节选文字:
-=-=-=-=-
1990年,力贞大姐又和部分省人大委员对西安等地市十多家医院的医德医风进行了专题调查,督促政府职能部门制定出有关加强管理的规定,纠正了包括医院购进药品时索要“回扣”,为谋私利不从当地国营医药专营公司进货等行业不正之风,查处了少数医院制剂室在市场上出售制剂的违法行为。1991年,年逾62岁的力贞大姐和省人大教科文卫委员会委员们,就农村缺医少药问题进行专题调查后,发现少数边远山区人民群众治病买药仍十分困难。对此,她深感内疚地说:“有负人民重托啊!”她和委员们向人大常委会建议听取政府关于农村卫生工作的汇报。会上,常委们对于农村卫生投入不足,人员匮乏,一些地方基层卫生网解体的状况十分关注,要求政府采取切实措施,早日予以解决。走上领导岗位后,力贞大姐虽然少了直接为广大群众治病的机会,但又多了一柄保护人民利益的“权杖”。她时刻告诫自己:以周总理为楷模,为人民鞠躬尽瘁。在任14年,她和人大委员们一起根据宪法赋予的权利,对省政府医药卫生工作进行了认真监督,依照国家有关法规法令,结合陕西省实际完善了地方立法工作,促进了全省医药卫生事业的发展。说到这里,话题转到今天假药屡禁不止的社会顽疾。大姐意味深长地说:“手握药品行政执法权力的人,只要时刻不忘权是谁授的,权是为谁的,假药何愁不禁!”
-=-=-=-=-
所附列表:
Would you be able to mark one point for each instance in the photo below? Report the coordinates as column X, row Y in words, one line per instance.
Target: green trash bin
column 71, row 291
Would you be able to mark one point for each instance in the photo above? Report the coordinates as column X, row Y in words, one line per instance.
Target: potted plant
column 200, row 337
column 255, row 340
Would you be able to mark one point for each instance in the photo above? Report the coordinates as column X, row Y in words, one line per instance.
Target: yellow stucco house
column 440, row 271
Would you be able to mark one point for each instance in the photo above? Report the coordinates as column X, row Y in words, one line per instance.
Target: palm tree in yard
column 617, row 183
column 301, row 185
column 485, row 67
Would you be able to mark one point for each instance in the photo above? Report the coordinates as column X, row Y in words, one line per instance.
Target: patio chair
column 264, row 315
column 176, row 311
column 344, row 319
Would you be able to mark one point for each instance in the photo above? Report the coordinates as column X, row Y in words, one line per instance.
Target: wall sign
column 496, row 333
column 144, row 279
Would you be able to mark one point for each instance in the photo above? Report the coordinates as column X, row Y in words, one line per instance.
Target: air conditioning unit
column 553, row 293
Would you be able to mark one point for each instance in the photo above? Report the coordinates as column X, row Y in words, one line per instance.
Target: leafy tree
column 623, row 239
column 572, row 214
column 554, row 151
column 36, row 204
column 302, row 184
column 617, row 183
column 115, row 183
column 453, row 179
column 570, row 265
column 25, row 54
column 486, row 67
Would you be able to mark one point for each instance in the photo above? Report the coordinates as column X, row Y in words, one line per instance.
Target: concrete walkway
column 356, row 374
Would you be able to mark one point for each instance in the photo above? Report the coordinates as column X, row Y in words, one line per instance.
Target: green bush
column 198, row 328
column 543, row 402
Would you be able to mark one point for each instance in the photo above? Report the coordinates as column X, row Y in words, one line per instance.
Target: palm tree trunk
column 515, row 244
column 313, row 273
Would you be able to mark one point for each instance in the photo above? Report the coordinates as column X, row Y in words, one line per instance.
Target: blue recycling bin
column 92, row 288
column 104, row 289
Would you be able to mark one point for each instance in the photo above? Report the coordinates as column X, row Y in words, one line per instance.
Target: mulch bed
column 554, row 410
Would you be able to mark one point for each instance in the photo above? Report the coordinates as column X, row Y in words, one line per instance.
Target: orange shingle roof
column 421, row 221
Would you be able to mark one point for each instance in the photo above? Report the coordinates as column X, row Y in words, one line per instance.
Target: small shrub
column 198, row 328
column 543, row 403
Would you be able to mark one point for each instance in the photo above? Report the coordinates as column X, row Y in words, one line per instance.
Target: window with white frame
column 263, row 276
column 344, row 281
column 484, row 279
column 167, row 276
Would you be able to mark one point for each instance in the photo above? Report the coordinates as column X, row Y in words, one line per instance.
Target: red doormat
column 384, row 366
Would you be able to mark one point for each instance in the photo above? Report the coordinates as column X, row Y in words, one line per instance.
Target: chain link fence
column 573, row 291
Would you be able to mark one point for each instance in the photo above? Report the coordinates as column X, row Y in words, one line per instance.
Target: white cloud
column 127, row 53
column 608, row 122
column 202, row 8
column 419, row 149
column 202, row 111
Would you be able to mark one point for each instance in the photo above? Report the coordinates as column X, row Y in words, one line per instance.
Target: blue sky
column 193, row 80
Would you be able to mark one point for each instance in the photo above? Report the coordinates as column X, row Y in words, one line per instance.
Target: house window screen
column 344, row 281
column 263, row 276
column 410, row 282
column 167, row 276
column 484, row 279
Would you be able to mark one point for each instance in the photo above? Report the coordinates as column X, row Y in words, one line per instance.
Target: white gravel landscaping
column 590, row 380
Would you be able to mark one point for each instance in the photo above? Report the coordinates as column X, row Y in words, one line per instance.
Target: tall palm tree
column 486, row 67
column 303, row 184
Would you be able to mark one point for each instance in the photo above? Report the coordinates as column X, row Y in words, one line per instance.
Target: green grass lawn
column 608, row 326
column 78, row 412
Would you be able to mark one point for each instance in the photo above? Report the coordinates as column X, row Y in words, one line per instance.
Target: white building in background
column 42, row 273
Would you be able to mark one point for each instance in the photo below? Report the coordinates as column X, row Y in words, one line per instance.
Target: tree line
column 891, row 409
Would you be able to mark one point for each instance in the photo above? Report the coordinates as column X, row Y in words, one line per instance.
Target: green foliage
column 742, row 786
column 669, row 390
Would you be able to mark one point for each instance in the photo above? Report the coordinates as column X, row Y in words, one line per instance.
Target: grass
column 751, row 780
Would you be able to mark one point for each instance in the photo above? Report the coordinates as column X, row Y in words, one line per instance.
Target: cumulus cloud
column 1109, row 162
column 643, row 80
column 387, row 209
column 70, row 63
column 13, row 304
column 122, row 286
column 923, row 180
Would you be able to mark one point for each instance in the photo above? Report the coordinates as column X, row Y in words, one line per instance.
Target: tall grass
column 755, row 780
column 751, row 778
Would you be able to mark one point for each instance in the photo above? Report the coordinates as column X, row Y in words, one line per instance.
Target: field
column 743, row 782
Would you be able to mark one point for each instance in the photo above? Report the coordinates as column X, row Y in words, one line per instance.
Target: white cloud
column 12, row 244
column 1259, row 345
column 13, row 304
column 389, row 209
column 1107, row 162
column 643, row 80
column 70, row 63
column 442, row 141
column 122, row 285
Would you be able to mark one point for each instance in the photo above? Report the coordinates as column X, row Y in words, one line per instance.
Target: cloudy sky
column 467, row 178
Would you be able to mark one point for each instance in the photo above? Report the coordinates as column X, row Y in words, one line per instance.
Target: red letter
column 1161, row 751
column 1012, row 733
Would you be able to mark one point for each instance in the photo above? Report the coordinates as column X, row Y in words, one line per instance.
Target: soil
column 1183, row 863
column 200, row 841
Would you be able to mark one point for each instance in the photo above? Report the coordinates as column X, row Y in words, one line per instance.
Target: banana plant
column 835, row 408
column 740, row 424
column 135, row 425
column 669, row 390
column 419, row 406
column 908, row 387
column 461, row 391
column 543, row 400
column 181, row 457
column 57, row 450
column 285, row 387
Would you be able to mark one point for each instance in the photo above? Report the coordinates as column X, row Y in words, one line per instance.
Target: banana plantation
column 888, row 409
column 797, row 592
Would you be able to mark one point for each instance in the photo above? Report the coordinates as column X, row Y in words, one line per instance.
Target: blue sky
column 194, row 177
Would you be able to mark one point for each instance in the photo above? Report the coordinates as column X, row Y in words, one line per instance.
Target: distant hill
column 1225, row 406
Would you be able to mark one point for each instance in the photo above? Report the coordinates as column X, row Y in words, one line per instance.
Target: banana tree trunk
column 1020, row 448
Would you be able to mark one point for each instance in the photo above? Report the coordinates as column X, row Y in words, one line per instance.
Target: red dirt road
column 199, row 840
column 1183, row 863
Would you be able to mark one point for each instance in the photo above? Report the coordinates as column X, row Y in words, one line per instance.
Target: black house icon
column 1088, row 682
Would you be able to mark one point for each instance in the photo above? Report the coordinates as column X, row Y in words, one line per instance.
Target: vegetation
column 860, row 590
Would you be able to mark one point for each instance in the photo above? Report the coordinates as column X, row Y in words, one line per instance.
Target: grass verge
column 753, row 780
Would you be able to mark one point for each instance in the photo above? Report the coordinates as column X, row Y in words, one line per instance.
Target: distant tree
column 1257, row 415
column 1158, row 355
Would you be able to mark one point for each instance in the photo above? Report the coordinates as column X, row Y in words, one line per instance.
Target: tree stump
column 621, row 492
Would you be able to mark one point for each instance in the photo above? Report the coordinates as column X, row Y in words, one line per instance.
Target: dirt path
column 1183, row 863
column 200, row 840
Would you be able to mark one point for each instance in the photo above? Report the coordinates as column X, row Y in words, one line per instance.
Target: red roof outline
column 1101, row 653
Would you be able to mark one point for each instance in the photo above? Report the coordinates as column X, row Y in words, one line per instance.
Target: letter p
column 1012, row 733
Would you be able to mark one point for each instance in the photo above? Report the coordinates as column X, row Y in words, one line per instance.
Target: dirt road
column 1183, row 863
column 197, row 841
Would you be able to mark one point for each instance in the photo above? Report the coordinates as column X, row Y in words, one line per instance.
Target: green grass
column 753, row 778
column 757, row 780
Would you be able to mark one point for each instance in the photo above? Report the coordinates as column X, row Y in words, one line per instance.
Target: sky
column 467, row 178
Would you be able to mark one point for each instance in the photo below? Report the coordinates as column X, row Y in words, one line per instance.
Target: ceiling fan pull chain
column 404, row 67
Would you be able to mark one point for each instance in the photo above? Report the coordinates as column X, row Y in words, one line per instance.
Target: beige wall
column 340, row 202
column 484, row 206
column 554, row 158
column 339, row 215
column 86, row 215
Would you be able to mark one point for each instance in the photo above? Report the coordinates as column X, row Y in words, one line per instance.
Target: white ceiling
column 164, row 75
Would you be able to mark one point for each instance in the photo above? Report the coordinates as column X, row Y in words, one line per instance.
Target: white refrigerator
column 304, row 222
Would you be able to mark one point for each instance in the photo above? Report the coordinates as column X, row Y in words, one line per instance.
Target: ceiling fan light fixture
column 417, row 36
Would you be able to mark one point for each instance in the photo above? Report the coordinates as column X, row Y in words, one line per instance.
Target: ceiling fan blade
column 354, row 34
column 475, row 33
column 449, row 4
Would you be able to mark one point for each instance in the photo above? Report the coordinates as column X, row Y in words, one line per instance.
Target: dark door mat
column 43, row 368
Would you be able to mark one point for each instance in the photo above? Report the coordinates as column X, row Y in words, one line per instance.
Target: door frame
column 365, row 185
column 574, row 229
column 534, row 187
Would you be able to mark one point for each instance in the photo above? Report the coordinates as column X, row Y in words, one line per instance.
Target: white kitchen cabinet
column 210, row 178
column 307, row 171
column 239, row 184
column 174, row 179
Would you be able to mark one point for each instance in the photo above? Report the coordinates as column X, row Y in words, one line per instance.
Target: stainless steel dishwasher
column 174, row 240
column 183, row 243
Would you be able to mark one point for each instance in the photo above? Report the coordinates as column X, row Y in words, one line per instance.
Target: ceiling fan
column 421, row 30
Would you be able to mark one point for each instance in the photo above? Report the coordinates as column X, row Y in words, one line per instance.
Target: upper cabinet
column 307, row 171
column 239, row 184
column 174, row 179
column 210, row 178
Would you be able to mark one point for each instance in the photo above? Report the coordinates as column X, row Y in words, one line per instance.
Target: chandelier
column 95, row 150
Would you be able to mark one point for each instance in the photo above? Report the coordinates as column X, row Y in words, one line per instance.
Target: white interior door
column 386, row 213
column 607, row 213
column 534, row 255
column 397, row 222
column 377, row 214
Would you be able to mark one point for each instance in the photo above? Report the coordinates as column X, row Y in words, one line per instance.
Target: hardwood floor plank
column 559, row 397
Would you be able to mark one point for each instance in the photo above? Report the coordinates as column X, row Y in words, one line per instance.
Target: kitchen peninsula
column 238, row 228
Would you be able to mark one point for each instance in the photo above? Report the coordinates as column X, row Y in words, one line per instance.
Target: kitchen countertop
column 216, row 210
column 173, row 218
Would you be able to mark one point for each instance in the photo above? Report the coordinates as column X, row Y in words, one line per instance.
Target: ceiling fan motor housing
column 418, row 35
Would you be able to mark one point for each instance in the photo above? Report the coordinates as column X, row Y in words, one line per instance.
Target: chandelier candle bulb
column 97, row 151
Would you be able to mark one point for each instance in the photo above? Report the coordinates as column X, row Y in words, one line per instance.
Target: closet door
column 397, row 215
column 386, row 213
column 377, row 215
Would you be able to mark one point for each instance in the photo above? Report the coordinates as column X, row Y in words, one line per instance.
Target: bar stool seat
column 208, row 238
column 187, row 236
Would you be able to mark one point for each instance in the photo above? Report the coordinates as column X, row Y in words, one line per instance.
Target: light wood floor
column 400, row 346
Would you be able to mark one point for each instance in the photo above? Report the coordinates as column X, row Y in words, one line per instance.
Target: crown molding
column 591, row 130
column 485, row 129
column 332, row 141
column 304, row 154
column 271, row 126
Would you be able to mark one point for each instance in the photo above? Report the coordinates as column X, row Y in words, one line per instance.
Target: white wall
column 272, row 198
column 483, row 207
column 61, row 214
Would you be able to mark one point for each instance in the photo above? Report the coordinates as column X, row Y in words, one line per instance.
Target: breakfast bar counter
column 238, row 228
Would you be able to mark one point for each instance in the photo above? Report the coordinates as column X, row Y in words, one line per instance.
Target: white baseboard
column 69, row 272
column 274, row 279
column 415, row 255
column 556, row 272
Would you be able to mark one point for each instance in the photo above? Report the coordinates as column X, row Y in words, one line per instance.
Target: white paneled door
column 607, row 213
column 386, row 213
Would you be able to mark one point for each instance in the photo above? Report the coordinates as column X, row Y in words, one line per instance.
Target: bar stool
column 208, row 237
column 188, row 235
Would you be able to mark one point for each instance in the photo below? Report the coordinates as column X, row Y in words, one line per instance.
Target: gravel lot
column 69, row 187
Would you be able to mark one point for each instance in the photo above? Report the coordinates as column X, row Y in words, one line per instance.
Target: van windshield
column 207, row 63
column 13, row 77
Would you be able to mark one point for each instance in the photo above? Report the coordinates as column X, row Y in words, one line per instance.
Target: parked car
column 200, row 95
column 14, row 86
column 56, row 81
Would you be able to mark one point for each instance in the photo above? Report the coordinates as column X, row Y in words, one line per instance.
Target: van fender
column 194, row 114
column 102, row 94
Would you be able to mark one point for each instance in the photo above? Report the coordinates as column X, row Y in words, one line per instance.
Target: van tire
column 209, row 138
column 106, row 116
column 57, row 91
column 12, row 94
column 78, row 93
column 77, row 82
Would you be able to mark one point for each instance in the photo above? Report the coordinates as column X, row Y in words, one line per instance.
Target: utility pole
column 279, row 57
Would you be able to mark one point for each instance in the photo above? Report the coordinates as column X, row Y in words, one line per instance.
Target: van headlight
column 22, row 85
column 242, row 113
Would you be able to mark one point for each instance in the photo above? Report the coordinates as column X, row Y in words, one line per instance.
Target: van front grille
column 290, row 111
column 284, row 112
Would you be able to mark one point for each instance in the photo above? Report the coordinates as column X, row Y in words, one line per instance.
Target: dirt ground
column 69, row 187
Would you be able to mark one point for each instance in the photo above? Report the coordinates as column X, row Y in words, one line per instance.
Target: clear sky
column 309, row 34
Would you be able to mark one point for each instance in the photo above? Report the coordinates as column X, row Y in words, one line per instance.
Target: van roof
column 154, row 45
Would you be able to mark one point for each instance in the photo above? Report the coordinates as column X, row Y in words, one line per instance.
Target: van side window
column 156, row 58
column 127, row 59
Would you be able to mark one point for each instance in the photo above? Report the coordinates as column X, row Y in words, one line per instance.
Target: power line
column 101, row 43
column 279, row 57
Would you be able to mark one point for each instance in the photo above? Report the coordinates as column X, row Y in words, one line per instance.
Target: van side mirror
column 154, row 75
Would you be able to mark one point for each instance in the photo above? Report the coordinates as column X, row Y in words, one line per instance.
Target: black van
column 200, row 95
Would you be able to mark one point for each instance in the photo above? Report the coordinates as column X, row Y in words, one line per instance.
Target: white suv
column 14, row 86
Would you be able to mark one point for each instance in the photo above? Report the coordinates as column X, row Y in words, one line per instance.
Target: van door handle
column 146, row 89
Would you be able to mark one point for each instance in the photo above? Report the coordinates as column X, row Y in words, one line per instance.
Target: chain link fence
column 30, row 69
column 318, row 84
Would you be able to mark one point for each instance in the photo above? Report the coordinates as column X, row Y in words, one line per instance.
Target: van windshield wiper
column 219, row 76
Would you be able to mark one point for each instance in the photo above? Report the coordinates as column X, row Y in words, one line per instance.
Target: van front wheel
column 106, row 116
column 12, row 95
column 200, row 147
-=-=-=-=-
工作要求 1:
在写力贞大姐的这段节选文字中,1991年她和省人大教科文卫委员会委员们就什么问题做了专题调查?
工作要求 2:
接着写力贞大姐的这段节选文字,从最后一句之后往下续写。

答案 1:
农村缺医少药问题。

答案 2:
大姐退下一线后,任陕北老区建设促进会会长,公仆情怀更加浓烈,时刻关注人民的疾苦安危。去年,四川汶川地震。5月19日,我上门请求大姐为汉中救灾一线的食品药品监管系统写幅字。看到大姐身着素装、黑布鞋、白袜,我愣了一下,大姐看我不惑的目光,轻声对我说:“我给汶川地震遇难的群众戴孝。”我心灵为之一颤。戴孝,这是中华民族血亲间哀悼的大礼,您把它行给毫无血缘关系的普通群众,您对人民博大的真爱,怎能不让人动容!平日,极少题字的大姐,在这特殊时刻挥毫在宣纸上写下“弘扬红军精神,奋战救灾一线”几个苍劲的大字。第二天,我在不断的余震中把字送到汉中。9月,老红军的后代、汉中市食品药品监管局局长王建文获“全国药监系统抗震救灾先进个人”称号。大姐的题词,有了圆满的回报。

夕阳透过窗棂,照在客厅的不老松盆景上。耄耋之年的大姐毫无倦意,娓娓叙说那一件件浓浓公仆情怀的往事。时而我插话,描述与大姐共同亲历的铭刻在心的往事细节,使往事清晰、鲜活重现眼前。大姐珍藏的往事,令我感动、敬佩,且无限感叹,在职的公仆,若都能像大姐这样,把人民放在心上,会问心无愧,人民生活会更加美好。大姐真挚地说:“人民养育了我,祖国培养了我,党信任我。我祝福祖国强大,人民幸福,社会和谐。只要我生命一息尚存,就要为人民做力所能及的服务。”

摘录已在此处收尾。